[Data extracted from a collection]
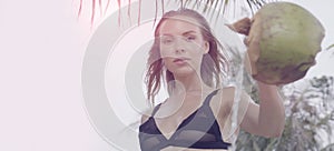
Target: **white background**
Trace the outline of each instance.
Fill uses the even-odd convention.
[[[1,151],[114,150],[84,109],[81,63],[97,26],[90,28],[88,13],[77,18],[78,1],[0,0]],[[334,43],[334,2],[295,2],[324,24],[323,48]],[[110,4],[116,10],[116,0]],[[334,76],[333,52],[320,53],[307,77]]]

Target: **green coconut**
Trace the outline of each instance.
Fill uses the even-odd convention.
[[[325,31],[306,9],[291,2],[272,2],[249,21],[250,29],[238,32],[248,34],[245,42],[254,79],[268,84],[289,83],[315,64]],[[244,26],[235,28],[247,29],[245,20],[242,22]]]

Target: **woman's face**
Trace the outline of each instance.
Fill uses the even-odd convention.
[[[203,54],[209,50],[199,23],[188,17],[165,20],[159,27],[160,54],[174,76],[194,73],[200,69]]]

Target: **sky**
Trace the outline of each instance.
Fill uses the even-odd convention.
[[[77,17],[78,1],[0,0],[0,150],[115,150],[97,133],[85,108],[82,61],[98,26],[90,27],[87,14]],[[334,2],[293,2],[324,24],[323,48],[334,43]],[[97,23],[106,18],[97,16]],[[334,76],[333,51],[317,56],[307,78]]]

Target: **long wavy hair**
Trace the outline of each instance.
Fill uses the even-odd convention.
[[[164,68],[164,62],[160,57],[160,46],[158,38],[161,23],[176,16],[184,16],[195,19],[197,21],[196,24],[199,24],[204,40],[208,41],[209,43],[209,51],[208,53],[204,54],[200,64],[200,78],[203,79],[203,81],[207,85],[218,88],[220,85],[224,73],[226,76],[228,70],[228,60],[223,54],[224,49],[213,34],[208,22],[200,13],[190,9],[179,9],[177,11],[166,12],[155,29],[155,40],[153,47],[149,50],[149,57],[147,60],[148,69],[146,72],[145,82],[147,87],[147,99],[153,105],[155,104],[155,95],[160,90],[161,81],[164,80],[163,77],[165,77],[166,83],[174,80],[173,73]],[[168,84],[168,87],[170,85]],[[170,94],[169,90],[171,89],[168,88],[167,90]]]

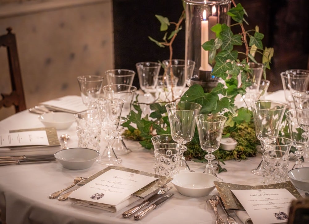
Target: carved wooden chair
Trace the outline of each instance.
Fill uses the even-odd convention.
[[[6,28],[7,33],[0,36],[0,47],[6,48],[10,68],[12,92],[9,94],[1,93],[0,108],[14,105],[16,112],[26,109],[15,35],[12,28]]]

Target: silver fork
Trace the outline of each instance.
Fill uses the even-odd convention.
[[[211,205],[211,207],[214,209],[214,213],[215,213],[216,215],[217,216],[217,220],[216,220],[216,224],[225,224],[225,222],[223,221],[223,219],[221,218],[220,216],[219,215],[219,214],[218,213],[217,206],[218,205],[218,204],[219,204],[219,201],[217,199],[217,197],[216,196],[216,195],[215,195],[213,196],[211,199],[208,200],[208,201],[210,203],[210,205]]]
[[[50,199],[53,199],[54,198],[55,198],[59,196],[61,193],[65,191],[66,191],[68,189],[74,187],[80,181],[82,180],[83,180],[84,179],[86,179],[86,177],[82,177],[78,176],[74,178],[74,182],[73,182],[73,184],[72,184],[66,188],[65,188],[63,190],[61,190],[61,191],[56,191],[54,193],[53,193],[52,194],[49,195],[49,198]]]
[[[221,197],[220,197],[220,196],[216,194],[216,197],[217,197],[217,199],[220,201],[221,206],[222,206],[222,208],[223,208],[223,210],[224,210],[226,213],[226,216],[227,217],[227,223],[229,224],[238,224],[238,223],[236,222],[236,220],[234,219],[234,218],[233,218],[232,216],[229,213],[229,212],[227,211],[226,209],[225,208],[225,206],[224,206],[224,204],[223,204],[223,202],[222,201],[222,199],[221,199]]]

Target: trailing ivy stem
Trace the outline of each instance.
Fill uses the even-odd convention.
[[[236,3],[235,2],[235,0],[232,0],[232,2],[233,2],[233,5],[234,5],[234,7],[236,7]],[[249,61],[249,57],[248,57],[248,55],[249,53],[249,47],[248,46],[248,42],[247,42],[247,37],[246,36],[246,31],[245,30],[245,28],[243,27],[243,24],[242,23],[239,23],[239,25],[240,26],[240,27],[241,27],[241,31],[242,32],[241,34],[243,36],[243,42],[245,44],[245,46],[246,47],[246,61],[247,61],[247,63],[248,63]]]

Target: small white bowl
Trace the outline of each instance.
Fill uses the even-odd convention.
[[[288,175],[295,187],[309,191],[309,167],[293,169],[289,171]]]
[[[171,181],[178,192],[188,197],[207,196],[215,188],[217,177],[201,173],[180,173],[173,176]]]
[[[44,114],[39,116],[39,120],[47,127],[53,127],[57,130],[67,129],[75,121],[73,114],[56,112]]]
[[[83,170],[92,166],[99,154],[91,149],[71,148],[58,151],[55,154],[55,157],[65,168]]]

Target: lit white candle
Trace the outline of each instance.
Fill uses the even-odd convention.
[[[203,12],[203,20],[201,22],[201,45],[208,41],[208,21],[206,20],[206,11]],[[201,70],[207,71],[208,64],[208,51],[201,47]]]
[[[208,16],[207,20],[209,23],[209,39],[215,39],[216,33],[213,32],[210,29],[213,26],[218,23],[218,17],[216,16],[217,10],[216,6],[214,5],[213,6],[211,15]]]

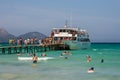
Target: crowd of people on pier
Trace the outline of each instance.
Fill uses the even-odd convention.
[[[21,37],[18,39],[10,38],[9,39],[9,45],[30,45],[30,44],[40,44],[40,40],[38,40],[36,37],[34,38],[28,38],[28,39],[22,39]]]

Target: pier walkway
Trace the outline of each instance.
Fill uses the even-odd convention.
[[[15,45],[0,46],[0,54],[17,54],[17,53],[36,53],[50,50],[65,50],[68,46],[65,44],[33,44],[33,45]]]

◆ EXERCISE DETAILS:
Present every line of the listing above as a Markdown table with the columns "Row" and "Line," numbering the rows and skipping blank lines. Leave the pictures out of the answer.

◆ RESPONSE TO THE EXERCISE:
| Row | Line |
|---|---|
| 1 | Target: **white background** |
| 2 | Trace the outline of each instance. |
| 3 | Fill uses the even-odd convention. |
| 4 | [[[1,151],[114,150],[84,109],[81,63],[97,26],[90,28],[88,13],[77,18],[78,1],[0,0]],[[334,43],[334,2],[295,2],[324,24],[323,48]],[[110,4],[116,10],[116,0]],[[334,76],[333,52],[320,53],[307,77]]] |
| 5 | Target: **green coconut** |
| 6 | Trace the outline of each instance. |
| 7 | Fill uses the even-odd convention. |
| 8 | [[[325,31],[306,9],[291,2],[272,2],[249,21],[250,29],[238,32],[248,34],[245,42],[254,79],[268,84],[289,83],[315,64]],[[244,26],[235,28],[247,29],[245,20],[242,22]]] |
| 9 | Target: **woman's face** |
| 10 | Trace the outline of each instance. |
| 11 | Fill uses the even-odd convention. |
| 12 | [[[203,54],[209,50],[199,23],[188,17],[165,20],[159,27],[160,54],[174,76],[194,73],[200,69]]] |
| 13 | Target: **sky** |
| 14 | Trace the outline of each instance. |
| 15 | Fill uses the even-odd convention. |
| 16 | [[[77,17],[78,1],[0,0],[0,150],[115,150],[97,133],[85,108],[82,61],[98,26],[90,27],[87,14]],[[334,2],[293,2],[324,24],[323,48],[334,43]],[[97,23],[106,18],[97,16]],[[334,76],[333,51],[317,56],[307,78]]] |
| 17 | Target: **long wavy hair** |
| 18 | Trace the outline of each instance. |
| 19 | Fill uses the even-odd convention. |
| 20 | [[[164,68],[164,62],[160,57],[160,46],[158,38],[161,23],[176,16],[184,16],[195,19],[197,21],[196,24],[199,24],[204,40],[208,41],[209,43],[209,51],[208,53],[204,54],[200,64],[200,78],[203,79],[203,81],[207,85],[218,88],[220,85],[224,73],[226,76],[228,70],[228,60],[223,54],[224,49],[213,34],[208,22],[200,13],[190,9],[179,9],[177,11],[166,12],[155,29],[155,40],[153,47],[149,50],[149,57],[147,60],[148,69],[146,72],[145,82],[147,87],[147,99],[153,105],[155,104],[155,95],[160,90],[161,81],[164,80],[163,77],[165,77],[166,83],[174,80],[173,73]],[[168,84],[168,87],[170,85]],[[170,94],[169,90],[171,89],[168,88],[167,90]]] |
| 21 | Target: carved wooden chair |
| 22 | Trace the outline of each instance. |
| 23 | Fill uses the even-odd convention. |
| 24 | [[[6,28],[7,33],[0,36],[0,47],[6,48],[10,68],[12,92],[9,94],[1,93],[0,108],[14,105],[16,112],[26,109],[15,35],[12,28]]] |
| 25 | Target: silver fork |
| 26 | Trace the outline of each instance. |
| 27 | Fill uses the even-odd convention. |
| 28 | [[[211,205],[211,207],[214,209],[214,213],[215,213],[216,215],[217,216],[217,220],[216,220],[216,224],[225,224],[225,222],[223,221],[223,219],[221,218],[220,216],[219,215],[219,214],[218,213],[217,206],[218,205],[218,204],[219,204],[219,201],[217,199],[217,197],[216,196],[216,195],[215,195],[213,196],[211,199],[208,200],[208,201],[210,203],[210,205]]] |
| 29 | [[[50,199],[53,199],[54,198],[55,198],[59,196],[61,193],[65,191],[66,191],[68,189],[74,187],[80,181],[82,180],[83,180],[84,179],[86,179],[86,177],[82,177],[78,176],[74,178],[74,182],[73,182],[73,184],[72,184],[66,188],[65,188],[63,190],[61,190],[61,191],[56,191],[54,193],[53,193],[52,194],[49,195],[49,198]]] |
| 30 | [[[221,197],[220,197],[220,196],[216,194],[216,197],[217,197],[217,199],[220,201],[221,206],[222,206],[222,208],[223,208],[223,210],[224,210],[226,213],[226,216],[227,217],[227,223],[229,224],[238,224],[238,223],[236,222],[236,220],[234,219],[234,218],[233,218],[232,216],[229,213],[229,212],[227,211],[226,209],[225,208],[225,206],[224,206],[224,204],[223,204],[223,202],[222,201],[222,199],[221,199]]] |
| 31 | Target: trailing ivy stem |
| 32 | Trace the outline of each instance. |
| 33 | Fill uses the even-odd convention. |
| 34 | [[[236,3],[235,2],[235,0],[232,0],[232,2],[233,2],[233,5],[234,5],[234,7],[236,7]],[[249,61],[249,57],[248,57],[248,55],[249,53],[249,47],[248,46],[248,42],[247,42],[247,37],[246,36],[246,31],[245,30],[245,28],[243,27],[243,24],[242,23],[239,23],[239,25],[240,26],[240,27],[241,27],[241,31],[242,32],[241,34],[243,36],[243,42],[245,44],[245,46],[246,47],[246,61],[247,61],[247,63],[248,63]]] |
| 35 | Target: small white bowl |
| 36 | Trace the outline of each instance. |
| 37 | Fill uses the even-odd convention. |
| 38 | [[[288,175],[295,187],[309,191],[309,167],[293,169],[289,171]]] |
| 39 | [[[171,181],[178,192],[188,197],[207,196],[215,188],[217,177],[201,173],[180,173],[173,176]]] |
| 40 | [[[44,114],[39,116],[39,120],[47,127],[53,127],[57,130],[67,129],[75,121],[73,114],[56,112]]] |
| 41 | [[[83,170],[92,166],[99,154],[91,149],[71,148],[58,151],[55,154],[55,157],[65,168]]] |
| 42 | Target: lit white candle |
| 43 | Trace the outline of each instance. |
| 44 | Fill uses the even-odd convention. |
| 45 | [[[203,12],[203,20],[201,22],[201,45],[208,41],[208,21],[206,20],[206,11]],[[201,70],[207,71],[208,64],[208,51],[201,47]]] |
| 46 | [[[208,16],[207,20],[209,23],[209,39],[215,39],[216,33],[213,32],[210,29],[213,26],[218,23],[218,17],[216,16],[217,10],[216,6],[214,5],[213,6],[211,15]]] |
| 47 | Target: crowd of people on pier |
| 48 | Trace the outline of each instance. |
| 49 | Fill uses the even-odd convention. |
| 50 | [[[21,37],[18,39],[10,38],[9,39],[9,45],[30,45],[30,44],[40,44],[40,40],[38,40],[36,37],[34,38],[28,38],[28,39],[22,39]]] |
| 51 | Target: pier walkway |
| 52 | Trace the outline of each instance. |
| 53 | Fill uses the even-odd convention. |
| 54 | [[[15,45],[0,46],[0,54],[17,54],[17,53],[36,53],[50,50],[65,50],[68,46],[65,44],[33,44],[33,45]]] |